Exercise requirements | Copy out every line of the material below word for word, leaving out the pictures.

[Entries from a pointing dataset]

* * *

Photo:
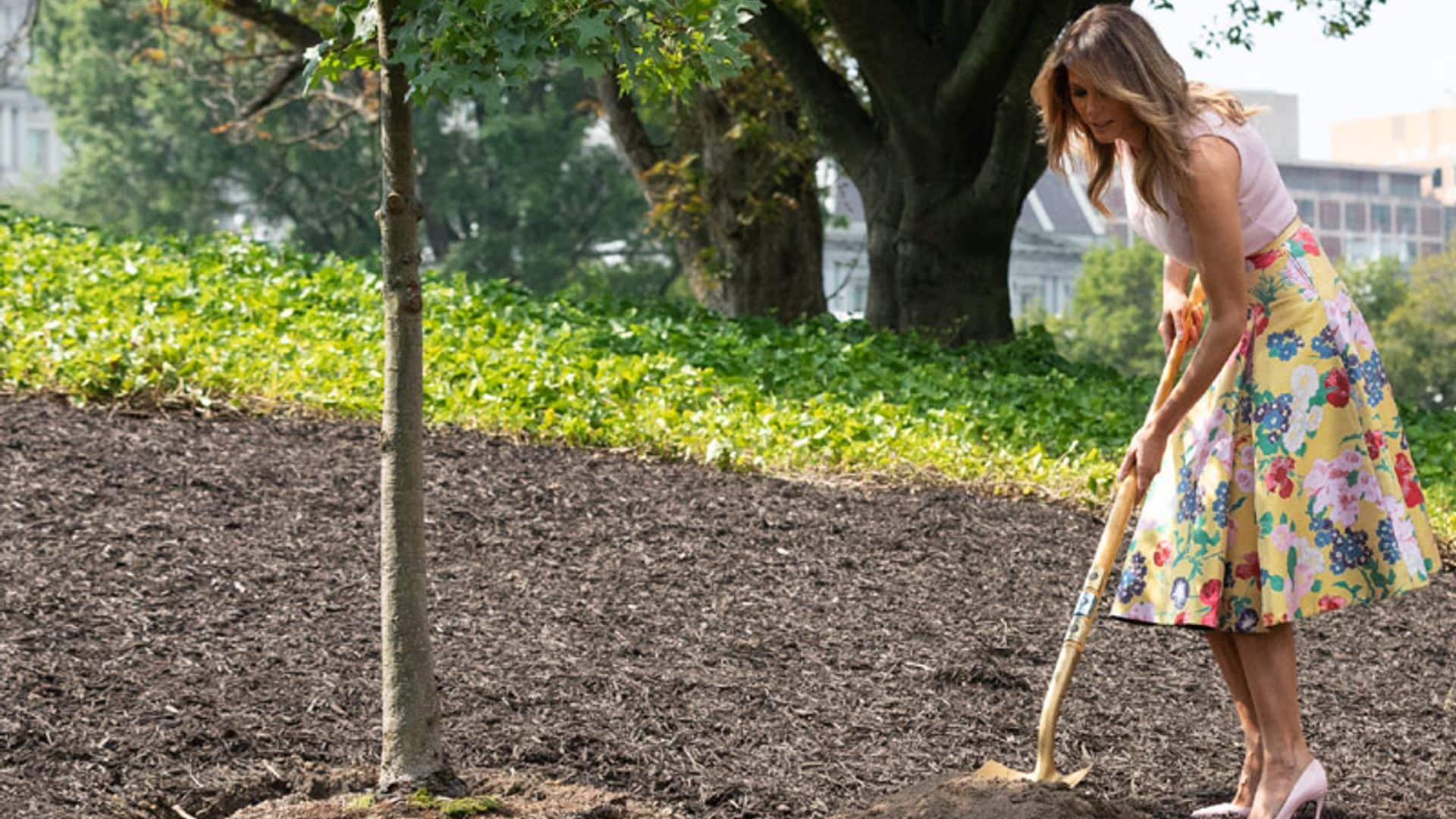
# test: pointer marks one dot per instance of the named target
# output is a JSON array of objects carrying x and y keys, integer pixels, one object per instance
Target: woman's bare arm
[{"x": 1212, "y": 209}]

* * *

Response to this task |
Photo:
# test: pointer marks one dot per instance of the named target
# output is a JSON array of objects carrying x and y keys, integer pixels, one object per instance
Target: woman's bare arm
[{"x": 1212, "y": 209}]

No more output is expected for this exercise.